Lines outside the range are not wanted. Give again exactly the lines between the line holding "Target: long curly dark hair" and the line holding "Target: white tulle skirt", inclusive, from the listing below.

## DATA:
= = = = =
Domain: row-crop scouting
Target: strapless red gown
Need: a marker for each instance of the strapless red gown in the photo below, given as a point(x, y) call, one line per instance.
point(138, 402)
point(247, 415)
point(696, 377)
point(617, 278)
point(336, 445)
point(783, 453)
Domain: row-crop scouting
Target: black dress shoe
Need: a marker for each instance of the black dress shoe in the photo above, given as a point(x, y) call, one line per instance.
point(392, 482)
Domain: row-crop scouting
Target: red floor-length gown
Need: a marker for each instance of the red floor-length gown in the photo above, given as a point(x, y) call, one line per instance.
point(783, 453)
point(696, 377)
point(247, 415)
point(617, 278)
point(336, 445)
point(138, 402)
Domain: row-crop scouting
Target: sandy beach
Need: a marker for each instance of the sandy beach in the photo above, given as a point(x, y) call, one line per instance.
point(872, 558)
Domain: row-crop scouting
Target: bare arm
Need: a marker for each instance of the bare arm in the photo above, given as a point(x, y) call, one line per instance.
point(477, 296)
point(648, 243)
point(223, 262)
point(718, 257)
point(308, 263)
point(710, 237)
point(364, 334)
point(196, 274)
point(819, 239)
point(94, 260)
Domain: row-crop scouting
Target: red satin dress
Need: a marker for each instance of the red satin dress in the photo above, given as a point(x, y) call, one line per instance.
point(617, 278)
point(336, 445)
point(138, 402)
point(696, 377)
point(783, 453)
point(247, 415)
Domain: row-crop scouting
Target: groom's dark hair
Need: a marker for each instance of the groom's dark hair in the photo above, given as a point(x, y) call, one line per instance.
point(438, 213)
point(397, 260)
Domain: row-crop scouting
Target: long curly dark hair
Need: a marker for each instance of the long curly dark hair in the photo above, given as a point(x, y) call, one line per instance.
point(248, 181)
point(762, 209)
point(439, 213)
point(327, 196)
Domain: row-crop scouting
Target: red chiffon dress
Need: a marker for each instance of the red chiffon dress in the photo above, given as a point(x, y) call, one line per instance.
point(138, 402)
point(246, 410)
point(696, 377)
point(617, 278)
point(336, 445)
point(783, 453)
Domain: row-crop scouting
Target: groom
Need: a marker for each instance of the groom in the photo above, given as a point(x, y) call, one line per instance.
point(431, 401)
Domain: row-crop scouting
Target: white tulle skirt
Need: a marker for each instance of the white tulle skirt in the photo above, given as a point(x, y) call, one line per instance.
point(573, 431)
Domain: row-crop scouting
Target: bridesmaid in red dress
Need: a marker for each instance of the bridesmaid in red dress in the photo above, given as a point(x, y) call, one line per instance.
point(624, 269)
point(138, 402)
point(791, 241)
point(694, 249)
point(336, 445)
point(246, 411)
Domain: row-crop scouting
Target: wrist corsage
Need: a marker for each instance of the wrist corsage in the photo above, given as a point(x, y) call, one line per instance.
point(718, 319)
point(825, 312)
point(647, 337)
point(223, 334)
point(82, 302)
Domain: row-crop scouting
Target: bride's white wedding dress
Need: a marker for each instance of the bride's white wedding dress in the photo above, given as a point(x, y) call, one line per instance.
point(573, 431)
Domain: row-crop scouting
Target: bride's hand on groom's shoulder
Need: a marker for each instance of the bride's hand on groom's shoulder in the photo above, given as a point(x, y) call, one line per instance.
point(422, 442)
= = = = =
## RESPONSE TO THE EXERCISE:
Target: long curly dark hair
Need: a marker for each instance of the long curly dark hair in the photo above, given as a point(x, y) call, one line per instance.
point(248, 181)
point(762, 209)
point(439, 213)
point(327, 196)
Domain: row-crop scouting
Target: red chiffon dress
Need: a marker for each instance of the red chiffon dress in the photo above, given as a point(x, y) call, one line per instance.
point(138, 402)
point(246, 410)
point(696, 377)
point(617, 278)
point(336, 445)
point(783, 453)
Domain: row-crop scouting
Target: groom
Need: a marker for each instance of the groom in the photo above, given as a point(x, y) call, one line per instance.
point(431, 401)
Domain: row-crop scouting
Target: white tulle skirt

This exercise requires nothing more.